* SET EXERCISE: Copy the lines below character for character, limited to the part that opens with the line containing "Mark the green foliage" and closes with the line containing "[8,282,210,454]", both of those lines included.

* LISTING:
= = = = =

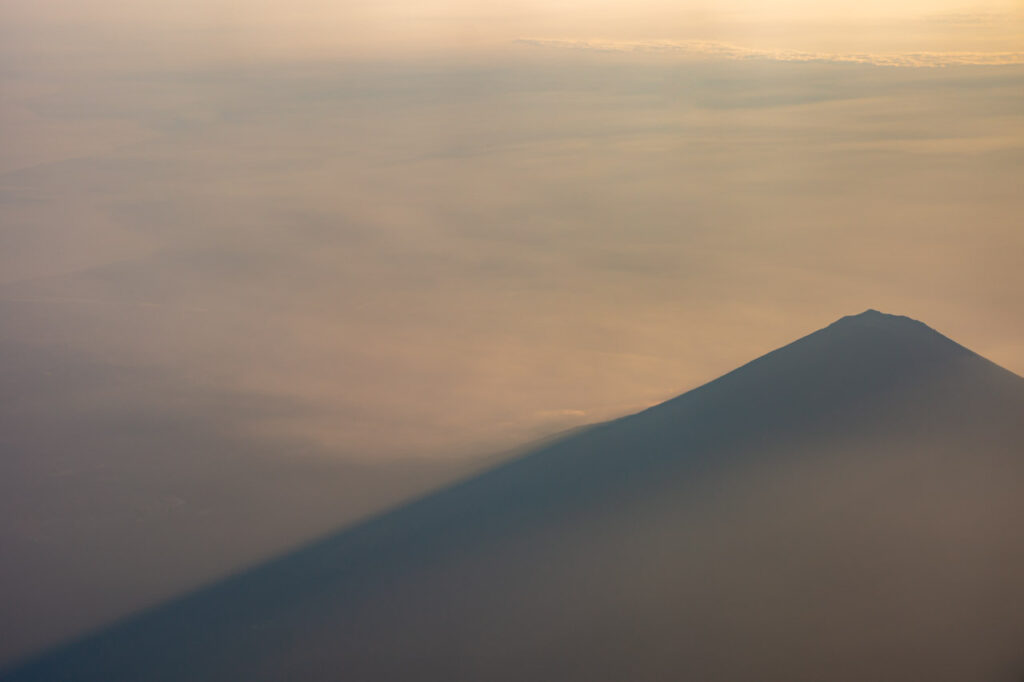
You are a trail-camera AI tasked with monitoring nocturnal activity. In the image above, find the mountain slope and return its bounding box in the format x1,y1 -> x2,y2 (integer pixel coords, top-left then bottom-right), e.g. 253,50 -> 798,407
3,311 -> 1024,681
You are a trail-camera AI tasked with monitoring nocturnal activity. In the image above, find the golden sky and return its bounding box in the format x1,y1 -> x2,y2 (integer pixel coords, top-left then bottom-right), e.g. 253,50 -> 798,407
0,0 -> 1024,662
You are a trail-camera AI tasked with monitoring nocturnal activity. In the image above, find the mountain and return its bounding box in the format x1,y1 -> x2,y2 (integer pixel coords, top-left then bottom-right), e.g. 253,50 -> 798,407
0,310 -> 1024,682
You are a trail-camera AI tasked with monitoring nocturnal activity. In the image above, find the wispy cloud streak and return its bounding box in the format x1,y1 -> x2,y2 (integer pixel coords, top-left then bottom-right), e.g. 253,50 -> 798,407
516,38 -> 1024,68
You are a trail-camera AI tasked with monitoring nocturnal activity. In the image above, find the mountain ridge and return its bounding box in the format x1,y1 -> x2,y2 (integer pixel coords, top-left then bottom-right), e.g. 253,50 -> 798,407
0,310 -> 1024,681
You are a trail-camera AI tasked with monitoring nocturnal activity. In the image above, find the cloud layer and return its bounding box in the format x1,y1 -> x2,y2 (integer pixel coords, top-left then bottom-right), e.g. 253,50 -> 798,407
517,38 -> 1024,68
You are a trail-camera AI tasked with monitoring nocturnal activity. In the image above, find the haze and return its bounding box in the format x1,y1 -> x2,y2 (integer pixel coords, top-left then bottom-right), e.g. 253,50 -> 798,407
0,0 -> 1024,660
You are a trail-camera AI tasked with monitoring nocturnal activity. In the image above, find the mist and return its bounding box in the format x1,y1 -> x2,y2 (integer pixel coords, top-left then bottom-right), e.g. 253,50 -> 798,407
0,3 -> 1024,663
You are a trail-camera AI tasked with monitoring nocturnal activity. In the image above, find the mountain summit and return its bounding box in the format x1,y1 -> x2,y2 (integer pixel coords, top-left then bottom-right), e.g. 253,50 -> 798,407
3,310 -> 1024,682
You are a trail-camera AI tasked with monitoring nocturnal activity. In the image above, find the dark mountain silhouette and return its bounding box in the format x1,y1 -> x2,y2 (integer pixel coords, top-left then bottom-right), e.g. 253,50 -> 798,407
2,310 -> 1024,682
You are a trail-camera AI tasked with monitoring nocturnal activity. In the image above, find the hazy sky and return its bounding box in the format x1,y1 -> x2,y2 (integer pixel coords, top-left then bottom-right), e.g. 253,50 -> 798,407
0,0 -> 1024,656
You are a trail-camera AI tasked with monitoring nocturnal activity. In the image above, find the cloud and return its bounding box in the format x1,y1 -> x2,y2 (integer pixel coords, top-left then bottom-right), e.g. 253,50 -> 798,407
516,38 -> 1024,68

= = = = =

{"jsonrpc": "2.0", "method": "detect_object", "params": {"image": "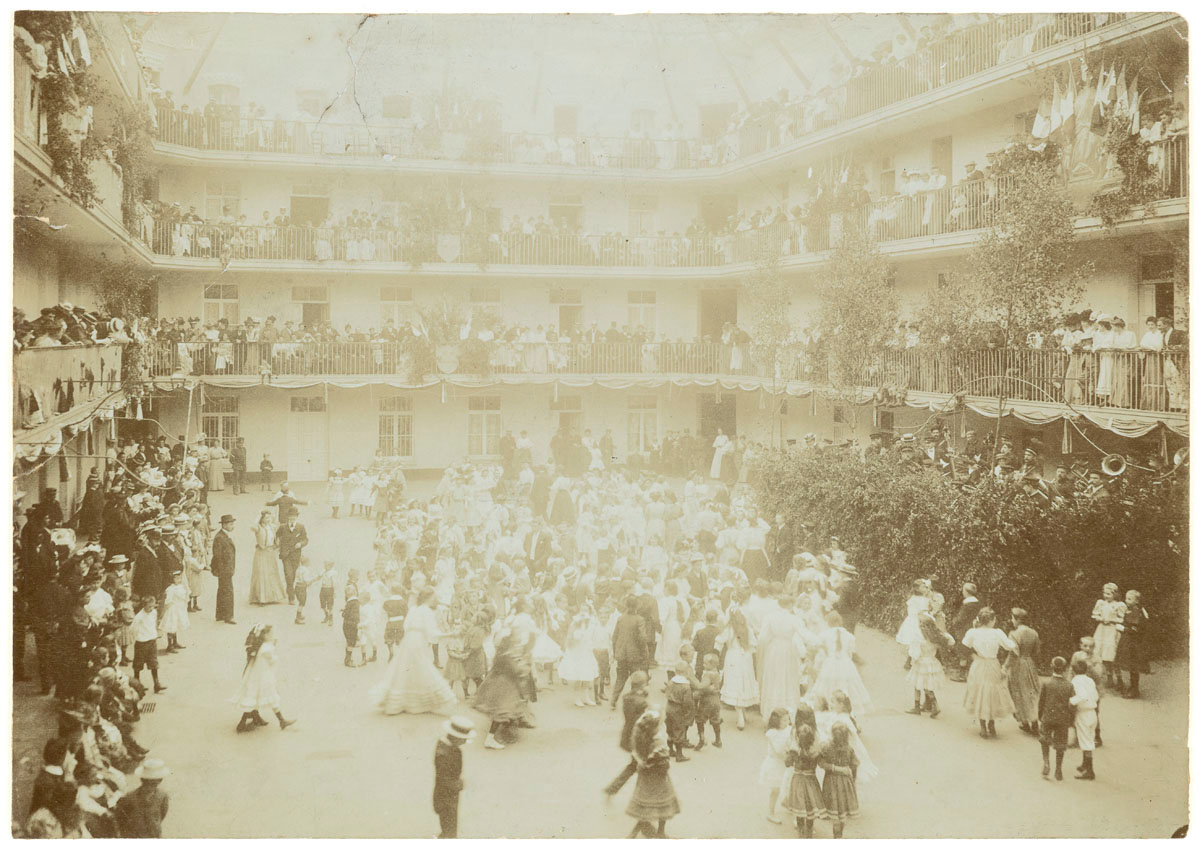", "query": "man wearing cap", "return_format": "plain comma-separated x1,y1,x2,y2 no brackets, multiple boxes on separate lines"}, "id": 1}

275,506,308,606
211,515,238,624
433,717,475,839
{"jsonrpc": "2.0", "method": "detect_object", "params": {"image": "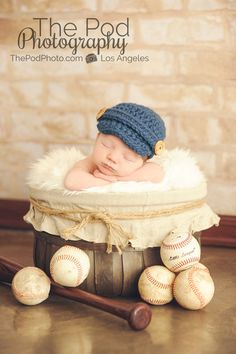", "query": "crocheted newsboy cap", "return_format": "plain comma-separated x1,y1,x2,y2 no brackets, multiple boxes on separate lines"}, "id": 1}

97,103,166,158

= = = = =

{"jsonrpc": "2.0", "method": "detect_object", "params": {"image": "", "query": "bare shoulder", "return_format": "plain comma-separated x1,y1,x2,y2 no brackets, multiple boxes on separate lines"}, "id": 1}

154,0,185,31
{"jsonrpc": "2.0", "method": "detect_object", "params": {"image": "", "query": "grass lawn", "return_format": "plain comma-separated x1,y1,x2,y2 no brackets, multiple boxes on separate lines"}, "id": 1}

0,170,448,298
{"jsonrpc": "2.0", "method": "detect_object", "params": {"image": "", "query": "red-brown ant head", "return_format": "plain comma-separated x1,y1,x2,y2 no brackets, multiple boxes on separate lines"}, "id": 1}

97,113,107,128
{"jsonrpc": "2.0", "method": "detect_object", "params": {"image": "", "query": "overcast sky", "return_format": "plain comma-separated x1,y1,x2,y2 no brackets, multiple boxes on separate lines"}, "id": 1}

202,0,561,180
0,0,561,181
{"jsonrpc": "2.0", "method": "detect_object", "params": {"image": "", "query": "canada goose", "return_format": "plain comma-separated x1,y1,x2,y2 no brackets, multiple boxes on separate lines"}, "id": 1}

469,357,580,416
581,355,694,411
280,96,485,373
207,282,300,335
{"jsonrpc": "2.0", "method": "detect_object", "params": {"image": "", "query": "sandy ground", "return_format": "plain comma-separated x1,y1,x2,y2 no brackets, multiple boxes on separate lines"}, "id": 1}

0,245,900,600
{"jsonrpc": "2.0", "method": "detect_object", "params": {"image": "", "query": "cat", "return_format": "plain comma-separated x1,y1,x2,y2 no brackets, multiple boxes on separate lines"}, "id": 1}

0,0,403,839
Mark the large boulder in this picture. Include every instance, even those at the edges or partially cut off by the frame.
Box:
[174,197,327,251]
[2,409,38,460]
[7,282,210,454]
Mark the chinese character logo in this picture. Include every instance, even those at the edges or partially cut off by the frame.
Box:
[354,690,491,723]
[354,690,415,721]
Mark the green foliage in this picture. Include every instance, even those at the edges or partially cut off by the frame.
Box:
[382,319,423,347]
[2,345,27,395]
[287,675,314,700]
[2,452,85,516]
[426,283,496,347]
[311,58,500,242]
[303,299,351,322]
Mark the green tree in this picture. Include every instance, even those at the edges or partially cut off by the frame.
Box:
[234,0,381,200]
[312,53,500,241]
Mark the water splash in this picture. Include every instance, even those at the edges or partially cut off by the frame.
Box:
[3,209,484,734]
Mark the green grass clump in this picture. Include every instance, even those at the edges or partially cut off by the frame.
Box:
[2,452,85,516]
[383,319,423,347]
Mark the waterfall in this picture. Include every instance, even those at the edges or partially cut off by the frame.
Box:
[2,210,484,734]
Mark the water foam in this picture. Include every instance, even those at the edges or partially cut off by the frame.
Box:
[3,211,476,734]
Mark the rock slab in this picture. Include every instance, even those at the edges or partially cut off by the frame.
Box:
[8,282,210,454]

= = = = =

* OUTPUT BELOW:
Mark the green foliage in this picture. Include every instance, even those at the edges or partially cut off by the frame.
Box:
[382,319,423,347]
[2,345,27,395]
[287,675,314,700]
[2,452,85,516]
[426,283,496,347]
[311,58,500,242]
[303,299,351,322]
Mark the green tree in this picture. Include every instance, even those at the edges or partially cut off by the frame.
Box:
[234,0,381,200]
[312,53,500,241]
Mark the water splash in this picture. Include every instance, even those at the edges or partially cut off by the frame.
Box:
[3,209,484,734]
Mark the green grass clump in this picture. Include every instance, even those at the edges or partially cut off by the frame.
Box:
[2,452,85,516]
[383,319,423,347]
Mark the waterfall in this picture. Include every instance, even those at the edges or partially cut off by the frame.
Box:
[2,210,484,734]
Mark the water foam in this picture. Include every instance, even those at the edges or partially cut off by the frame.
Box:
[3,211,476,734]
Mark the rock slab in this picture. Include every instance, even those at the edges or partially cut off by the frame.
Box:
[8,282,210,454]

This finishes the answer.